PAGE EXTRACT:
++++++++++

For operations that don’t return a value:

std::expected<void, std::string> validate_config(const Config& cfg) {
    if (cfg.port < 1024) {
        return std::unexpected("Port must be >= 1024");
    }
    if (cfg.host.empty()) {
        return std::unexpected("Host cannot be empty");
    }
    return {};  // Success
}

auto result = validate_config(config);
if (!result) {
    std::cerr << "Validation failed: " << result.error() << '\n';
}

Comparison with Alternatives

vs Exceptions

// Exceptions: implicit control flow
double divide_throws(double a, double b) {
    if (b == 0.0) throw std::runtime_error("Division by zero");
    return a / b;
}

try {
    auto result = divide_throws(10.0, 0.0);
} catch (const std::exception& e) {
    // Handle error
}

// std::expected: explicit error handling
std::expected<double, std::string> divide_expected(double a, double b) {
    if (b == 0.0) return std::unexpected("Division by zero");
    return a / b;
}

auto result = divide_expected(10.0, 0.0);
if (!result) {
    // Handle error explicitly
}

vs std::optional

// std::optional: success/failure, but no error information
std::optional<int> parse_int_opt(const std::string& s) {
    try {
        return std::stoi(s);
    } catch (...) {
        return std::nullopt;  // No error information
    }
}

// std::expected: success/failure with error details
std::expected<int, std::string> parse_int_exp(const std::string& s) {
    try {
        return std::stoi(s);
    } catch (const std::exception& e) {
        return std::unexpected(e.what());  // Error details preserved
    }
}

vs Error Codes

// C-style error codes
int parse_int_code(const std::string& s, int* out, std::string* error) {
    try {
        *out = std::stoi(s);
        return 0;  // Success
    } catch (const std::exception& e) {
        *error = e.what();
        return -1;  // Failure
    }
}

// std::expected: type-safe, ergonomic
std::expected<int, std::string> parse_int(const std::string& s) {
    try {
        return std::stoi(s);
    } catch (const std::exception& e) {
        return std::unexpected(e.what());
    }
}

Error Propagation

Simplify error propagation with monadic operations:

std::expected<int, Error> step1();
std::expected<double, Error> step2(int);
std::expected<std::string, Error> step3(double);

std::expected<std::string, Error> process() {
    return step1()

++++++++++

DATA ENTRIES:
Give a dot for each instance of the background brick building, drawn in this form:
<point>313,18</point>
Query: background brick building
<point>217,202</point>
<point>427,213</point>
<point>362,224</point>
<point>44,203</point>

++++++++++

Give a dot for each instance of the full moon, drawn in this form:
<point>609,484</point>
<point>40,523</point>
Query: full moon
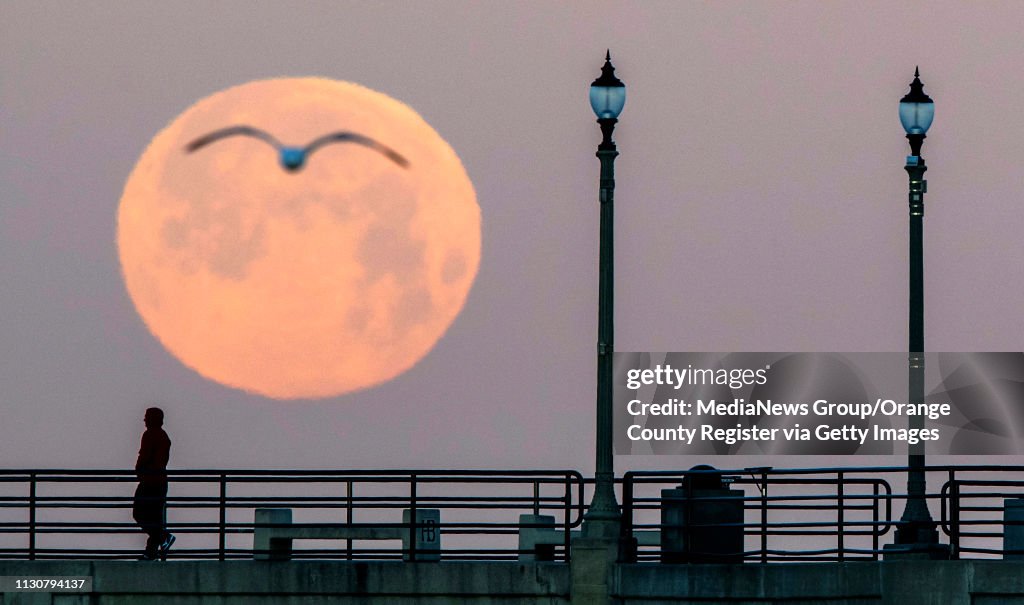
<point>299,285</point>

++++++++++

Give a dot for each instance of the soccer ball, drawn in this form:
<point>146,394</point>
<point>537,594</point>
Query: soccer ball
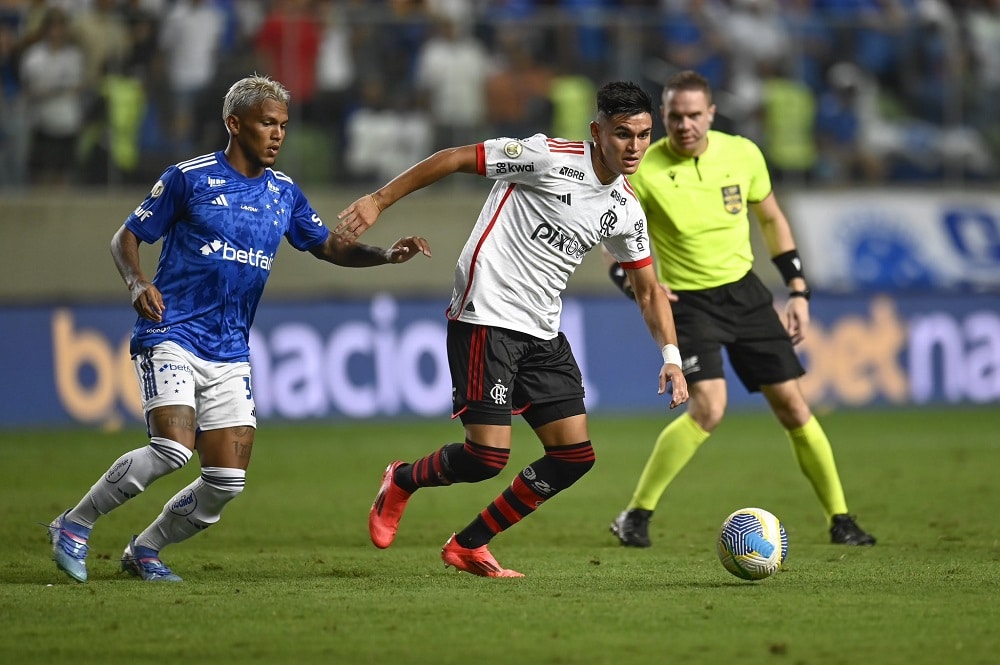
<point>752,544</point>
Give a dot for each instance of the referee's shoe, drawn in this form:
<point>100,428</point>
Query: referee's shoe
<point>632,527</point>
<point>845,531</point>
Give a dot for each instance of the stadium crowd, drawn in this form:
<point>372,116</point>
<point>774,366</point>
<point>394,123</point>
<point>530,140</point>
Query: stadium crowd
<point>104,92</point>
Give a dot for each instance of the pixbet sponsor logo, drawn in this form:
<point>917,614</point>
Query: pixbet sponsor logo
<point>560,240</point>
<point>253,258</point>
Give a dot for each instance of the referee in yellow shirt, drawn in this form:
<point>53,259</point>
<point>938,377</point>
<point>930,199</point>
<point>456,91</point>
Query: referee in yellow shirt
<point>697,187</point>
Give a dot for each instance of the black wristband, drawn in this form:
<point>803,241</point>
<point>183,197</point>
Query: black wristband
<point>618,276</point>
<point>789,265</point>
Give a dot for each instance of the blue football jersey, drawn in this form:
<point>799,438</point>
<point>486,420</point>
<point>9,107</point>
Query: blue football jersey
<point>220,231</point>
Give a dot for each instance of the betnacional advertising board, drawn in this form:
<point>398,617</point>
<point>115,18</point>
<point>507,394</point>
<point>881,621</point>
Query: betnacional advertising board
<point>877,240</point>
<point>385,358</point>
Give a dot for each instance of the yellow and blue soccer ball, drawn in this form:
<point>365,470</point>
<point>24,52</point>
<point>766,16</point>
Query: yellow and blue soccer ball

++++++++++

REQUIREMENT: In the page extract on std::expected, what error message does validate_config return when the port is below 1024?

FULL OUTPUT: "Port must be >= 1024"